▶ **Request 1**:
Summarize the exchange about Spark and Druid in two sentences.

▶ **Given text**:
☆ ☆ ☆
Historical experience tells me we should target current and current-1
(3.4.x and 3.3.x)


[Rajiv] Version should be fine at least for our use cases.


In terms of the writer (Spark writes to Druid), what's the user workflow
you envision? Would you think the user would trigger a spark job from
Druid? Or is this user who is submitting a Spark job to target a Druid
cluster? The former allows other systems, like compaction, for example, to
use Spark as a runner.


[Rajiv] For us it is the latter. Where a spark job targets a druid cluster.


In terms of the reader (Spark reads Druid). I'm most curious to find out
what experience you are imagining. Should the reader be reading Druid
segment files or would the reader issue queries to Druid (maybe even to
historicals?) so that query can be parallelized?


[Rajiv] Segments is going to be tricky specially with things like compaction 
etc. I think we definitely need to be able to query hot cache as well. So not 
just segments / historicals.


Of the two, there is a lot more interest in the writer from the people I've
been talking to.
☆ ☆ ☆
▶ **Data supplied**:
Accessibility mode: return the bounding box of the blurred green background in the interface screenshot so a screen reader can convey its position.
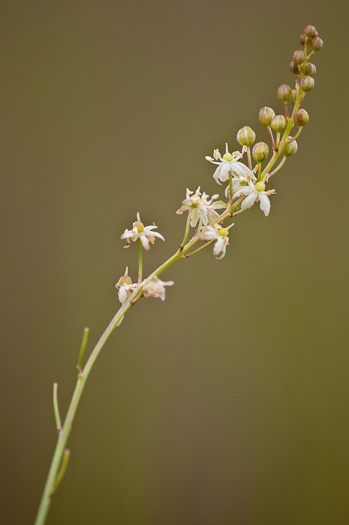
[0,0,349,525]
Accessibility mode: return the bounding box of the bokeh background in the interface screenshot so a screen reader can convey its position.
[0,0,349,525]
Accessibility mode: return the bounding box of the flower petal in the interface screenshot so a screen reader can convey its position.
[258,191,271,217]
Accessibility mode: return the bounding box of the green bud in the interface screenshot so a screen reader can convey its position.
[236,126,256,147]
[252,142,269,164]
[293,49,305,64]
[301,77,315,91]
[304,62,316,77]
[311,36,324,51]
[278,84,292,102]
[290,89,297,106]
[282,137,298,157]
[293,109,309,126]
[118,274,132,286]
[271,115,287,133]
[259,106,275,128]
[299,33,310,46]
[290,60,299,75]
[304,25,317,38]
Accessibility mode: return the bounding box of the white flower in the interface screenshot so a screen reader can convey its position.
[176,186,225,227]
[205,144,253,184]
[200,223,234,259]
[143,276,174,301]
[234,181,275,217]
[115,266,138,303]
[121,212,165,250]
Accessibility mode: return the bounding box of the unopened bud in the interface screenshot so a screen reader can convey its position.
[301,77,315,91]
[252,142,269,164]
[278,84,292,102]
[271,115,287,133]
[293,109,309,127]
[290,60,299,75]
[304,62,316,77]
[293,49,305,64]
[299,33,310,46]
[259,106,275,128]
[304,25,317,37]
[311,36,324,51]
[282,137,298,157]
[290,89,297,106]
[236,126,256,147]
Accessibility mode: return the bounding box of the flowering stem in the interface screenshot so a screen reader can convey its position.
[229,171,233,206]
[76,327,90,374]
[184,239,216,259]
[53,383,62,433]
[287,127,303,144]
[268,127,276,151]
[269,157,287,177]
[180,209,193,249]
[138,239,143,283]
[247,147,252,171]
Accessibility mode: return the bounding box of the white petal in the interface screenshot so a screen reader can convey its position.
[258,192,271,217]
[241,191,258,210]
[213,168,222,185]
[231,162,253,177]
[140,235,150,251]
[234,186,251,198]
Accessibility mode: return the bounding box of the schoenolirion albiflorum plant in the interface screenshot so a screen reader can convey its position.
[35,25,323,525]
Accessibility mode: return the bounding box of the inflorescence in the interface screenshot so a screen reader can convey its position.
[116,25,323,303]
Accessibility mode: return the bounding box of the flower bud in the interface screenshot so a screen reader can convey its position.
[293,109,309,127]
[259,106,275,128]
[271,115,287,133]
[290,60,299,75]
[304,25,317,37]
[301,77,315,91]
[278,84,292,102]
[236,126,256,147]
[304,62,316,77]
[311,36,324,51]
[299,33,310,46]
[282,137,298,157]
[293,49,305,64]
[252,142,269,164]
[290,89,297,106]
[254,181,265,191]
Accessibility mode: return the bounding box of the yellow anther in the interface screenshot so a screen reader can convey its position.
[255,181,265,191]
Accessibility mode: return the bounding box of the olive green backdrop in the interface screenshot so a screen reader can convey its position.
[0,0,349,525]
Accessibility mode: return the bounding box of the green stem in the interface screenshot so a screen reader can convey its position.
☆ ☆ ☆
▶ **Request 2**:
In the rows, replace "green bud" with "leaf bud" in the lines starting with the line that contains "Accessibility mode: return the bounding box of the flower petal" and going on through the line that contains "[304,25,317,38]". Return only those lines, with nothing else changed.

▶ **Written response 1**:
Rajiv says the proposed version targets should be fine and that, for the writer, their use case is a Spark job targeting a Druid cluster rather than one triggered from Druid. For the reader, Rajiv expects reading segments to be tricky because of things like compaction and sees a need to query the hot cache as well, while the other side notes that the people it has been talking to show much more interest in the writer.

▶ **Written response 2**:
Accessibility mode: return the bounding box of the flower petal in the interface screenshot so a screen reader can convey its position.
[258,191,271,217]
Accessibility mode: return the bounding box of the leaf bud in the interface screenshot so a screen reader can convey its position.
[236,126,256,147]
[252,142,269,164]
[293,49,305,64]
[301,77,315,91]
[304,62,316,77]
[311,36,324,51]
[278,84,292,102]
[290,89,297,106]
[282,137,298,157]
[293,109,309,126]
[118,274,132,286]
[271,115,287,133]
[259,106,275,128]
[299,33,310,46]
[290,60,299,75]
[304,25,317,38]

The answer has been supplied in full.